抜粋:
──────────

なつぞら (第4回・2019/4/4) 感想

NHK総合・連続テレビ小説『なつぞら』(公式サイト)
第1週『なつよ、ここが十勝だ』の
『第4回』の感想。
※ 毎日毎日の感想なので、私の気分も山あり谷ありです。ご理解を。
※ また、称賛、絶賛の感想だけをご希望の方は読まない方が良いです。
柴田泰樹(草刈正雄)に連れられ、なつ(粟野咲莉)は帯広の闇市にやってきた。そこで泰樹は、両親を亡くし戦後の東京で必死に生き抜き、きょうだいと離れ北海道にやってきたなつの境遇を知る。そして二人が向かったのは菓子屋・雪月。出迎えた雪月のとよ(高畑淳子)は泰樹が孫の夕見子(荒川梨杏)を連れてきたと勘違い。息子で菓子職人の雪之助(安田顕)と妻の妙子(仙道敦子)も出てきてどんどん話が膨らんでしまい…
---上記のあらすじは[Yahoo!テレビ]より引用---
闇市での "なつの過去" のインサートは秀逸だった
ほぉ~、3分頃からの帯広の闇市にやって来た柴田泰樹(草刈正雄)となつ(粟野咲莉)が買い物をして歩き回る場面での、両親を亡くし戦後の東京で妹と靴磨きや新聞販売をしながら生き抜いたなつのシーンの、脚本上の入れ方も演出上の画作りも、なかなかのものだ。
会話と途切れさせずにいれた回想シーンだから、映像処理でちょっと紗を掛けた上にスローモーションを加えて、過去である事を分かり易くした。これが出来るのなら、なぜ第2回での姉妹の過去がああなってしまったのか頭を抱えたくなる。しかし、今回のような描写が出来るのなら安心だ。
登場人物の台詞と俳優の芝居と映像で物語も人間も描かれた
そして、もう1つ褒めたいのは、序盤の構成だ。前回のラストと繋がった、自宅で剛男(藤木直人)が娘の夕見子(荒川梨杏)に、なつを北海道に連れて来た理由を説明する展開の中に、時間軸が同じで別の場所、闇市での泰樹となつを描いて、時間軸の違う過去のなつを入れ込んだと言う複雑な構成だ。
一見、何の変哲もないシーン構成に見えるかも知れない。しかし、褒めるべきは、しっかりと登場人物の台詞と俳優の芝居と切り替わる映像によって、物語が丁寧に紡がれていき、各登場人物の人間性が描かれたことだ。プロなら当たり前の技ではあるが、この程度の事も出来ないドラマ、朝ドラが多い中で貴重と言っても良いと思う。

──────────

資料:
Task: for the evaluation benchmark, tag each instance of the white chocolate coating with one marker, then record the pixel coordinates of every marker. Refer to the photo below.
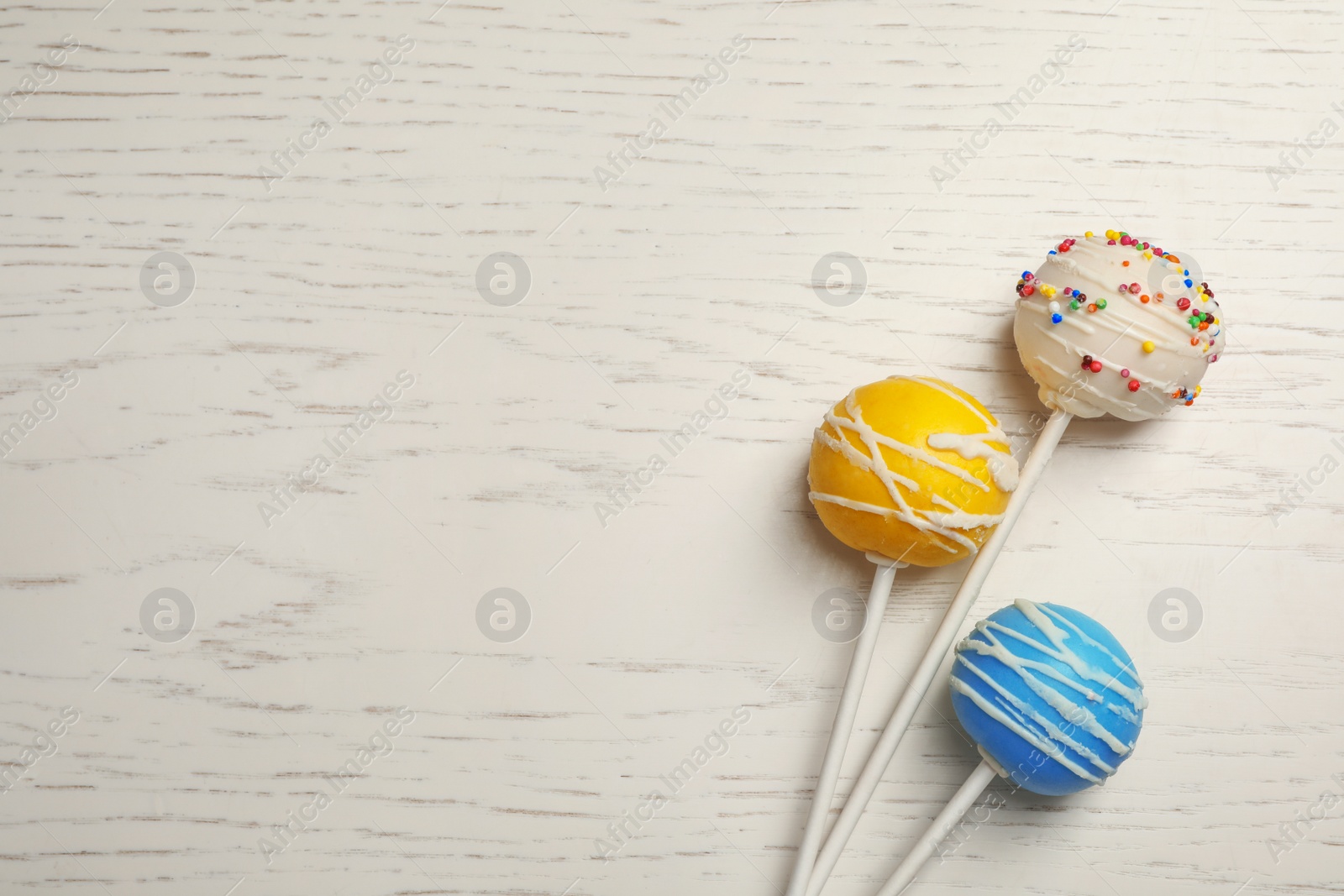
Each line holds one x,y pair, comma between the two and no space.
1116,335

──────────

課題:
1. 『なつぞら』の感想文について、次の問いに答えよ。
(a) 闇市の後、泰樹となつが向かった菓子屋の名前は何か。
(b) 回想シーンを過去だと分かりやすくするため、どんな映像処理がされたか。
(c) 序盤で剛男は、なつを北海道に連れて来た理由を誰に説明しているか。
2. 『なつぞら』の感想文を、最後の文の後から書き継げ。
資料は『なつぞら』の感想文とは関係がない。

解答:
1.
(a) 雪月
(b) 紗を掛けた上にスローモーションを加えた。
(c) 娘の夕見子

2.
先日も書いたように、時間軸の行き来の多さ含めて癖のある作風ではあるが、『てるてる家族』を始め、近年では『64(ロクヨン)』『精霊の守り人』『ランケンシュタインの恋』を手掛けたベテラン脚本家・大森寿美男氏らしい、手堅い脚本だと思う。
菓子屋の "朝ドラらしい珍騒動" からの描写も、お見事
7分頃からの、和菓子店「雪月」のくだりも、上手かった。自然な流れで新キャラの3名を登場させただけでなく、とよ(高畑淳子)は泰樹が孫の夕見子を連れてきたと勘違いした事で、息子で菓子職人の雪之助(安田顕)と妻の妙子(仙道敦子)を絡めた “朝ドラらしい珍騒動” に発展。その騒動の中で、登場人物たちの人柄までサラリと描いた。
なつと泰樹との間に芽生え始めた "絆" が清々しかった…
そして何より、なつが、前回の酪農作業では “負けず嫌いの頑張り屋さん” である事が描かれた上に、この菓子屋のくだりでは “喧嘩嫌いの正直者” である事が描かれた。更に、なつと泰樹との間に芽生え始めた “助ける者と助けられる者の絆” が清々しかった。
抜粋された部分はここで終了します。